### Directive
Reproduce the stretch of rows from the line containing "Practice. Spot the blue sky" through the end of the rows, requests included, and shift each coordinate in the answers by adding 49 to every number.

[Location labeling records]
◇ ◇ ◇ ◇ ◇ ◇ ◇
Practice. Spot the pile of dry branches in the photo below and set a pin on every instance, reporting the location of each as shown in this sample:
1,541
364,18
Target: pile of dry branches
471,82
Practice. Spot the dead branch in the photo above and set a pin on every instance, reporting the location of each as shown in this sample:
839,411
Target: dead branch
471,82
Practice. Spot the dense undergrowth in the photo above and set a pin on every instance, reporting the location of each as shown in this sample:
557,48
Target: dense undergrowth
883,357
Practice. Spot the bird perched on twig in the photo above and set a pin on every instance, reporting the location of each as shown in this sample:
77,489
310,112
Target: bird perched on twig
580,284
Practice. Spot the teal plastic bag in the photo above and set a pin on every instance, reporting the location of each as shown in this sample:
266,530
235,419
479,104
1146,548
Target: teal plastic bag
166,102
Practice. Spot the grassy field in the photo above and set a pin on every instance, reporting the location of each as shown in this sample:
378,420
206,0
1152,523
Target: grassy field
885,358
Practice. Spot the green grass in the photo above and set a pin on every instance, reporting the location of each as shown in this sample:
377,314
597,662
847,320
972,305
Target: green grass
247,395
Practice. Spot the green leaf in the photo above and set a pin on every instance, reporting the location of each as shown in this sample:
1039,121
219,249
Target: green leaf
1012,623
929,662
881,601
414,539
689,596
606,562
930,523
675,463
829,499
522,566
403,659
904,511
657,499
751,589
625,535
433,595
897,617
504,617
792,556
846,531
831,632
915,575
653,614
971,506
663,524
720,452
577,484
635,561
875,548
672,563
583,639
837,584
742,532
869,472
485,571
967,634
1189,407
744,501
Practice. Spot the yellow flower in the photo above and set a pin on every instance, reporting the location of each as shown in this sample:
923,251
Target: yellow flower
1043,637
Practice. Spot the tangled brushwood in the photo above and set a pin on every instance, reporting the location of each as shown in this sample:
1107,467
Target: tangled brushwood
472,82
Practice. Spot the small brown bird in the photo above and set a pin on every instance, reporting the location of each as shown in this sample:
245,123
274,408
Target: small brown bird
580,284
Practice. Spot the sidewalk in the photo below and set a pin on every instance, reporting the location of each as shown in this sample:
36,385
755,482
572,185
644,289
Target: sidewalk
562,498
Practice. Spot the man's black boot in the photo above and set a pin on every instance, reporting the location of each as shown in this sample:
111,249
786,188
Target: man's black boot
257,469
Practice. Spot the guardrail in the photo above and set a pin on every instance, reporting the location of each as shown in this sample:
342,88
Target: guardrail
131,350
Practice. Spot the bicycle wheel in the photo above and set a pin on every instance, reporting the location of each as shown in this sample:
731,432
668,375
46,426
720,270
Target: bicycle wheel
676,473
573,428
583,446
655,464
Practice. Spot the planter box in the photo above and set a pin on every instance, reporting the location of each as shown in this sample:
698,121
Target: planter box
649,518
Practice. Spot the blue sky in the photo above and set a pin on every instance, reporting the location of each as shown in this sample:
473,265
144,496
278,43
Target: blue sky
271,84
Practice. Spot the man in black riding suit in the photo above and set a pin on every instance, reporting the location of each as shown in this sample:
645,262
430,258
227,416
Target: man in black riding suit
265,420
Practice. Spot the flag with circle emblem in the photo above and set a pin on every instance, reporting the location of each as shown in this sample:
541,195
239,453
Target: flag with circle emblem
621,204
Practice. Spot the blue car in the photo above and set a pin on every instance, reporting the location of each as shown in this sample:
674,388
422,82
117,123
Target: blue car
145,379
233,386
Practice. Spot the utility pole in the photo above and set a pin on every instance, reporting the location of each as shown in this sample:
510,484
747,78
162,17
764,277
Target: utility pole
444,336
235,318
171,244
◇ ◇ ◇ ◇ ◇ ◇ ◇
### Exercise output
Practice. Spot the blue sky in the photo above and set a pin on every instance, reporting the location of each as shown in this sample:
473,265
144,496
278,43
Target: blue sky
320,133
Practice. Spot the man in black riding suit in the photo above and set a pin on every instance, reporting the location of each as shown in this sample:
645,262
430,258
227,416
Target: man in black riding suit
314,469
Practice. Spot the flag with circle emblem in the photo above and set a pin on every instance, reporting the location of each as shown in this sample:
541,195
239,453
Target: flag with circle emblem
670,253
Practice. Spot the blue car in the photo above and set a pin on every instance, reporting the location of each as shown in this sample:
674,388
422,82
117,123
Target: blue car
194,428
282,435
Practice. Spot the utility pole in the photo above and set a pin on every instance, reporting the location of each as shown in this sample:
510,484
747,78
162,17
764,277
Target: utility pole
493,385
284,367
220,293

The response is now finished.